The exercise:
Write out the listing in full, matching it word for word.

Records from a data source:
=-=-=

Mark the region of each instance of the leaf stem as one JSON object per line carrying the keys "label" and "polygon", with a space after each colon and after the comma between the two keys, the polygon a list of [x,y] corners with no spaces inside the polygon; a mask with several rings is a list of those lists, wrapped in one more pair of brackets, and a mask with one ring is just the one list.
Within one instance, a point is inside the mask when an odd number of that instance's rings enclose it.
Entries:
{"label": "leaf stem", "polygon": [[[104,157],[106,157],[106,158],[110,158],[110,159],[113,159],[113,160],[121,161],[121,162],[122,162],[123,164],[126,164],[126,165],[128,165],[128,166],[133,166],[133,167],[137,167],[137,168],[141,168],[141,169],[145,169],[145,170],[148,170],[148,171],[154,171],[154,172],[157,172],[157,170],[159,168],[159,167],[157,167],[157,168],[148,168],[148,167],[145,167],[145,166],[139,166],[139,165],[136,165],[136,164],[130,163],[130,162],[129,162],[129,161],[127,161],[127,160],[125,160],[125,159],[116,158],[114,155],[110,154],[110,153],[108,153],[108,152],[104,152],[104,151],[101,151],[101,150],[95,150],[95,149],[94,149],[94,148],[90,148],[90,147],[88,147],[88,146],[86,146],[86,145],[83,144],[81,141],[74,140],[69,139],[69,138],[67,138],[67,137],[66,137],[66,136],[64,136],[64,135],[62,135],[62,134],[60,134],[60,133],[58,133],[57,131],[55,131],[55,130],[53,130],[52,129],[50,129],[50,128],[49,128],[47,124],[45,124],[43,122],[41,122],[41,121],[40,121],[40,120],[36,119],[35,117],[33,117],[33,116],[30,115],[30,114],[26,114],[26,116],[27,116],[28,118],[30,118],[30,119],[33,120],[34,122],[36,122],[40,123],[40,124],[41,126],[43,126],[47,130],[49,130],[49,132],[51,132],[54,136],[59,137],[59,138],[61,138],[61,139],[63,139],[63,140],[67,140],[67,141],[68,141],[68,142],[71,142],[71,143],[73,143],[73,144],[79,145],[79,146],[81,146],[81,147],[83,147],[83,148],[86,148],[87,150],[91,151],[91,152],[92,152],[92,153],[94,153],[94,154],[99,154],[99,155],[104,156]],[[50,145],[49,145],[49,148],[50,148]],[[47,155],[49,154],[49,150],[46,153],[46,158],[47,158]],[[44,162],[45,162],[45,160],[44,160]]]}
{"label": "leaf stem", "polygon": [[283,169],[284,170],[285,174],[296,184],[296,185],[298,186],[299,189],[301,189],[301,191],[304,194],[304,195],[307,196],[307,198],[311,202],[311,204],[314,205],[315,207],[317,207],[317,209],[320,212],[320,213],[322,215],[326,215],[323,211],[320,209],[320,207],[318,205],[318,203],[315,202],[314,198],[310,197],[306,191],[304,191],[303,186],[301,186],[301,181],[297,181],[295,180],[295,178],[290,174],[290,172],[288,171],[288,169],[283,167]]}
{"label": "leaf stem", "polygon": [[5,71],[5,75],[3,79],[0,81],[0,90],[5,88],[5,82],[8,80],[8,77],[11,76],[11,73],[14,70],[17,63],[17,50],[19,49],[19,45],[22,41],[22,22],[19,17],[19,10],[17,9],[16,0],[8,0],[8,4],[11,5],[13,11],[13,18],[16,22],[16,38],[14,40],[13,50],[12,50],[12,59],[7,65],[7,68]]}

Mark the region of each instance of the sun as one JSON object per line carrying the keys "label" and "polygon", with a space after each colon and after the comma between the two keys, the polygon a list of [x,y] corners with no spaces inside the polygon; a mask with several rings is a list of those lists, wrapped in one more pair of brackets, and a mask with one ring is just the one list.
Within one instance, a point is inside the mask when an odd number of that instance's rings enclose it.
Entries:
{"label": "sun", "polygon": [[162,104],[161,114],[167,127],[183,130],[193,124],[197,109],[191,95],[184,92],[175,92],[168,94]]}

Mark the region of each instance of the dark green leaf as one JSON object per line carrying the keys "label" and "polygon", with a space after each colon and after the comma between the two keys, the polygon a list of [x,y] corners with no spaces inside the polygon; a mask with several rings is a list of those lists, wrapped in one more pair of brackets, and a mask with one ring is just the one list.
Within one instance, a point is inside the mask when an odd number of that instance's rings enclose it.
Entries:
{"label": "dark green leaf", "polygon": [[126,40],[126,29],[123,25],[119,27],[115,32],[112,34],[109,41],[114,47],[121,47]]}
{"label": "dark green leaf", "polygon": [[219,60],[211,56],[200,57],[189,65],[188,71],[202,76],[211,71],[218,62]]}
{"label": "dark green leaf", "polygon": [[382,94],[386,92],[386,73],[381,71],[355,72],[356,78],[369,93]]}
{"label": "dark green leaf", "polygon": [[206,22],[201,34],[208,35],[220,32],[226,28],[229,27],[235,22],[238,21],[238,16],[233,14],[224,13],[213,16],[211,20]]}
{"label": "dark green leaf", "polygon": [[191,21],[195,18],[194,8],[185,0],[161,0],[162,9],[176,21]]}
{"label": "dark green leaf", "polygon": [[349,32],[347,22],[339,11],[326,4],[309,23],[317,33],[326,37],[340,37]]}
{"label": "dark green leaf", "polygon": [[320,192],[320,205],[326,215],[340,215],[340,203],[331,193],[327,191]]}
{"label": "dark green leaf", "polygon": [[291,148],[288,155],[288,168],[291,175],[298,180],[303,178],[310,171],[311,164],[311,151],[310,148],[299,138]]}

=-=-=

Solution to the problem:
Mark the region of each instance of the leaf stem as one JSON object per line carrying the keys "label" and "polygon", with a space after each colon and after the comma between the two keys, the polygon a list of [x,y] corners with no spaces inside the polygon; a mask with several rings is a list of those lists, wrapped in one more pair of brackets, and a mask with one ring is just the one list.
Within one instance, a point is inside the mask when an odd number of that instance's rings enclose it.
Entries:
{"label": "leaf stem", "polygon": [[[104,157],[106,157],[106,158],[110,158],[110,159],[113,159],[113,160],[121,161],[121,162],[122,162],[123,164],[126,164],[126,165],[128,165],[128,166],[133,166],[133,167],[137,167],[137,168],[141,168],[141,169],[145,169],[145,170],[148,170],[148,171],[154,171],[154,172],[157,172],[157,170],[159,168],[159,167],[157,167],[157,168],[148,168],[148,167],[145,167],[145,166],[139,166],[139,165],[136,165],[136,164],[130,163],[130,162],[129,162],[129,161],[127,161],[127,160],[125,160],[125,159],[116,158],[114,155],[110,154],[110,153],[108,153],[108,152],[104,152],[104,151],[101,151],[101,150],[95,150],[95,149],[94,149],[94,148],[90,148],[90,147],[88,147],[88,146],[86,146],[86,145],[83,144],[81,141],[74,140],[69,139],[69,138],[67,138],[67,137],[66,137],[66,136],[64,136],[64,135],[62,135],[62,134],[60,134],[60,133],[58,133],[57,131],[55,131],[55,130],[53,130],[52,129],[50,129],[50,128],[49,128],[47,124],[45,124],[43,122],[41,122],[41,121],[40,121],[40,120],[36,119],[35,117],[33,117],[33,116],[30,115],[30,114],[26,114],[26,116],[27,116],[28,118],[30,118],[30,119],[33,120],[34,122],[36,122],[40,123],[40,124],[41,126],[43,126],[47,130],[49,130],[49,132],[51,132],[54,136],[59,137],[59,138],[61,138],[61,139],[63,139],[63,140],[67,140],[67,141],[68,141],[68,142],[71,142],[71,143],[73,143],[73,144],[79,145],[79,146],[81,146],[81,147],[83,147],[83,148],[86,148],[87,150],[91,151],[91,152],[92,152],[92,153],[94,153],[94,154],[99,154],[99,155],[104,156]],[[50,145],[49,145],[49,148],[50,148]],[[47,155],[49,154],[49,150],[46,153],[46,158],[47,158]],[[44,162],[45,162],[45,160],[44,160]]]}
{"label": "leaf stem", "polygon": [[283,169],[284,170],[285,174],[296,184],[296,185],[298,186],[299,189],[301,189],[301,191],[304,194],[304,195],[307,196],[307,198],[311,202],[311,204],[314,205],[315,207],[317,207],[317,209],[320,212],[320,213],[322,215],[326,215],[323,211],[320,209],[320,207],[318,205],[318,203],[315,202],[314,198],[310,197],[306,191],[304,191],[303,186],[301,186],[301,181],[297,181],[295,180],[295,178],[290,174],[290,172],[288,171],[288,169],[283,167]]}
{"label": "leaf stem", "polygon": [[5,71],[5,75],[3,79],[0,81],[0,90],[5,88],[5,82],[8,80],[8,77],[11,76],[11,73],[14,70],[17,63],[17,50],[19,49],[19,45],[22,41],[22,22],[19,17],[19,10],[17,9],[16,0],[8,0],[8,4],[11,5],[13,11],[13,18],[16,22],[16,38],[14,40],[13,50],[12,50],[12,59],[7,65],[7,68]]}

Mark the region of each instance of the sun as one JSON object per line carrying the keys "label" and "polygon", with a space after each colon and after the comma between the two keys, the polygon a list of [x,y] corners with no spaces inside the polygon; a mask with several rings is a list of those lists, wrapped in one more pair of brackets, and a mask with one ring is just the one list.
Within one instance, a point is inside the mask when an odd number of that instance's rings enclose it.
Entries:
{"label": "sun", "polygon": [[162,104],[161,114],[167,127],[183,130],[193,124],[197,109],[191,95],[184,92],[175,92],[168,94]]}

Mark the region of each instance of the dark green leaf as one JSON object per line carrying the keys "label" and "polygon", with a space after each colon and after the comma between the two keys, the polygon a list of [x,y] corners with no spaces inside the polygon; a mask with several rings is a list of those lists, wrapped in one more pair of brackets, and a mask with one ring is just the one list.
Within one instance, a point is inside the mask when an odd number of that instance's rings enclose it.
Entries:
{"label": "dark green leaf", "polygon": [[126,40],[126,29],[123,25],[119,27],[115,32],[112,34],[109,41],[114,47],[121,47]]}
{"label": "dark green leaf", "polygon": [[219,60],[211,56],[200,57],[189,65],[188,71],[202,76],[211,71],[218,62]]}
{"label": "dark green leaf", "polygon": [[382,94],[386,92],[386,73],[381,71],[355,72],[356,78],[369,93]]}
{"label": "dark green leaf", "polygon": [[206,22],[201,34],[208,35],[220,32],[226,28],[229,27],[235,22],[238,21],[238,16],[233,14],[224,13],[213,16],[211,20]]}
{"label": "dark green leaf", "polygon": [[191,21],[195,18],[194,8],[185,0],[161,0],[162,9],[176,21]]}
{"label": "dark green leaf", "polygon": [[349,32],[347,22],[339,11],[326,4],[309,23],[317,33],[326,37],[340,37]]}
{"label": "dark green leaf", "polygon": [[320,192],[320,205],[326,215],[340,215],[340,203],[331,193],[327,191]]}
{"label": "dark green leaf", "polygon": [[291,148],[288,155],[288,168],[291,175],[298,180],[303,178],[310,171],[311,164],[311,151],[310,148],[299,138]]}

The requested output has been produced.